» Exercise description
Locate each line in the records below that contains the word "person" and copy all of those lines.

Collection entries
• • • •
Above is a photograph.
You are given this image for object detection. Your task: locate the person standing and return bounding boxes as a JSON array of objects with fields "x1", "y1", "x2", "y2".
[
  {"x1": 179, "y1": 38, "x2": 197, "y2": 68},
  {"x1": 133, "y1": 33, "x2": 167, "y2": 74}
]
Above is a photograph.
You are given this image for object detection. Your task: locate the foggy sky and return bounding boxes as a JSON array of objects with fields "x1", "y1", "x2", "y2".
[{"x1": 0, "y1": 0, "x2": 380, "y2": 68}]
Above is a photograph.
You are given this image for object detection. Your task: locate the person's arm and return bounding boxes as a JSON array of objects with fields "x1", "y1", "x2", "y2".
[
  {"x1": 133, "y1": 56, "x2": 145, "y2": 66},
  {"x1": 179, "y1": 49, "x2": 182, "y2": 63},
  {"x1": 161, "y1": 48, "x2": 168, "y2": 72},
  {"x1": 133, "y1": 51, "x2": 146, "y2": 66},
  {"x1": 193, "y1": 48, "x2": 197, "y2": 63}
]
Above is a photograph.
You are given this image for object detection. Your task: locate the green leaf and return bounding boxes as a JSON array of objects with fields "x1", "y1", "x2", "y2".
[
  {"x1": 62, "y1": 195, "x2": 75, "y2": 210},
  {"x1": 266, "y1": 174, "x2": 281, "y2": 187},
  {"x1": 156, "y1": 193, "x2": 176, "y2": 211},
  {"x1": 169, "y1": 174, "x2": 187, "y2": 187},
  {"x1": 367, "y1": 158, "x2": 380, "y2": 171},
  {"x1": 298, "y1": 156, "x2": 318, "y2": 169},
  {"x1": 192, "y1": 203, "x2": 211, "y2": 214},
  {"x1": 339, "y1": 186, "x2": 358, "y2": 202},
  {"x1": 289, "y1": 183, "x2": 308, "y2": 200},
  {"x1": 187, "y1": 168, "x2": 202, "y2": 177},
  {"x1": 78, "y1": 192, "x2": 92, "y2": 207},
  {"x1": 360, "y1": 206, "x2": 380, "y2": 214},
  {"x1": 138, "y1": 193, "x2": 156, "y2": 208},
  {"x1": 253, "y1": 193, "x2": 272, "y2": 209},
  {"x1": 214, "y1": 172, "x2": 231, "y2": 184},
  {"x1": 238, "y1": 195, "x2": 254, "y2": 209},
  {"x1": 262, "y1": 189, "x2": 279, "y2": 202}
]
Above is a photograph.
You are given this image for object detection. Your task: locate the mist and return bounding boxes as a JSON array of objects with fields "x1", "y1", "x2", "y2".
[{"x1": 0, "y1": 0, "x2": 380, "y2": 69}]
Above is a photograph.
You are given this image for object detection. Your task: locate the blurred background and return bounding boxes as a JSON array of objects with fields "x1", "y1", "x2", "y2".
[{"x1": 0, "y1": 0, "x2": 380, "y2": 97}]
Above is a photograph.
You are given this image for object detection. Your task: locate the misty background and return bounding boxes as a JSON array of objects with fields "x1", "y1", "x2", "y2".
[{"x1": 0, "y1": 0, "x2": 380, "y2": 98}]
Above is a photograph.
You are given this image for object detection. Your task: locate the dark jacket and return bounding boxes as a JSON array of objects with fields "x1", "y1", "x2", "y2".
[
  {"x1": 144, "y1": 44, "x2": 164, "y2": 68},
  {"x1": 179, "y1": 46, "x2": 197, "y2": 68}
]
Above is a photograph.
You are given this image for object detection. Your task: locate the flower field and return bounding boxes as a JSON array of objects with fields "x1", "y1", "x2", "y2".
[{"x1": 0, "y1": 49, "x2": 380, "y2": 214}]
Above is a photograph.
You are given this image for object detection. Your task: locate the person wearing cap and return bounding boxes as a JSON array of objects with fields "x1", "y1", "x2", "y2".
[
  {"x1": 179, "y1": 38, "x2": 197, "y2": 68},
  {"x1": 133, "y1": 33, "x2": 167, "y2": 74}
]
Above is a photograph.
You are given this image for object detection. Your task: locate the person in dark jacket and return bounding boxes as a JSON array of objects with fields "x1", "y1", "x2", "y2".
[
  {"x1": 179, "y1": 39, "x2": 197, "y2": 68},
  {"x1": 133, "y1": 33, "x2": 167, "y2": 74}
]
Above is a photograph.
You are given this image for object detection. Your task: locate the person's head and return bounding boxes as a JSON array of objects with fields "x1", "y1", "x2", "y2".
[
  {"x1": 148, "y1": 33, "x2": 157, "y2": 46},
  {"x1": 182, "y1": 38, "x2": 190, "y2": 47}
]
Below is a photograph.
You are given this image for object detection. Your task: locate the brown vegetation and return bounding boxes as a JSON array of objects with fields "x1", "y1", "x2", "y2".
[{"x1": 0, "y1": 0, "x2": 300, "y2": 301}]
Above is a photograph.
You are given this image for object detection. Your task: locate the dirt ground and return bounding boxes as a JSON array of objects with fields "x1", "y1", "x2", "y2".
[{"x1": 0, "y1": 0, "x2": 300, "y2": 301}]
• • • •
» Task result
You are given this image for object detection. Your task: locate the person standing and return bounding boxes as a JSON array of objects with fields "x1", "y1", "x2", "y2".
You are given this image for object detection. Your task: locate the person's arm and return bounding boxes as a JSON array of objects with fields "x1", "y1", "x2", "y2".
You are given this image for object detection. Your task: locate the person wearing cap and return bounding boxes as a JSON array of objects with fields "x1", "y1", "x2", "y2".
You are given this image for object detection. Your task: locate the person in dark jacket and return bounding boxes as a JSON array of objects with fields "x1", "y1", "x2", "y2".
You are given this image for object detection. Your task: locate the person's head and return bounding boxes as a JSON array of objects with fields "x1", "y1", "x2", "y2".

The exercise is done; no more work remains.